§ QUOTED TEXT
In guytuori/simScores: Similarity Scores for Baseball Players

Daily Updates

Updating the apps each day is very simple.

Refresh the PIA queries
Download the refreshed data
Put these downloads into the "data/0-downloads" folder (you'll have to replace the existing .csv files)
Double click the "update-apps" batch file

That's all there is to it. The only trick is that you have to make sure the names of the data sets do not change. They must be named "bat_minors2.csv", "bat_majors2.csv", "pit_minors2.csv", and "pit_majors2.csv" (in this document, anything in quotation marks is the name of either a folder or a file).

Manualling Inputting Data

Some data for the apps must be entered by hand. All of these data reside in the "data/manual-info" folder.

IMPORTANT: Because these are all .csv files, there can be no commas in any of the files. When inputting player names, for example, the format should be Last; First M instead of Last, First M.

Inputting Positions

The most common information that has to be updated is the position at which each player spends most of his playing time. Position must be entered manually (i.e. it is not updated by the PIA queries). So if we wish to say that Jimmy Rollins played in the middle in 2015, we open the "positions.csv" file, scroll to the bottom and enter Rollins's MLBID (it's 276519), the year (2015), and Middle in the proper columns. Be careful not to make typos and to keep capitalization consistent throughout this file or there will be problems.

Inputting Biographical Data

The "bio_bat.csv" and "bio_pit.csv" files are very important for the apps. They control the players who are allowed into the batter and pitcher apps respectively. If a player is not named in the proper bio file, that player will not be available for comparison in the apps.

For example, once the 2015 season starts Yasmany Tomas will not be available until we enter his biographical information into the "bio_bat.csv", file. The easiest way to do this is to look up Tomas's MLBID (once he's assigned one), then enter it along with his other biographical information on a new row.

DL Time

DL time is located in the "injuries.csv", file. If a player and year are listed here, then that information is included in the apps. If there is no record for a player/year combination, then it is assumed the player did not miss any time in that year. For example, there is a row with Rollins's MLBID (again, it's 276519) in the year 2008 that says he spent 18 days on the DL, but there is no row with Rollins's MLBID in 2014. So the apps say that he missed 18 days in 2008 and 0 days in 2014. If we want to say he missed 30 days in 2015, then we just create a new row with his MLBID, the year 2015, and 30 days missed.

§ RECORDED DATA
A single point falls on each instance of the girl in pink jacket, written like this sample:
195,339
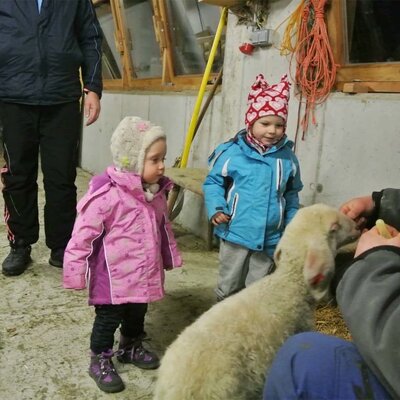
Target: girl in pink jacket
120,246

§ WHAT IS ASKED
Reproduce the part of the simScores update guide starting at "IMPORTANT: Because these" and ending at "will be problems.".

§ ANSWER TO THIS TASK
IMPORTANT: Because these are all .csv files, there can be no commas in any of the files. When inputting player names, for example, the format should be Last; First M instead of Last, First M.

Inputting Positions

The most common information that has to be updated is the position at which each player spends most of his playing time. Position must be entered manually (i.e. it is not updated by the PIA queries). So if we wish to say that Jimmy Rollins played in the middle in 2015, we open the "positions.csv" file, scroll to the bottom and enter Rollins's MLBID (it's 276519), the year (2015), and Middle in the proper columns. Be careful not to make typos and to keep capitalization consistent throughout this file or there will be problems.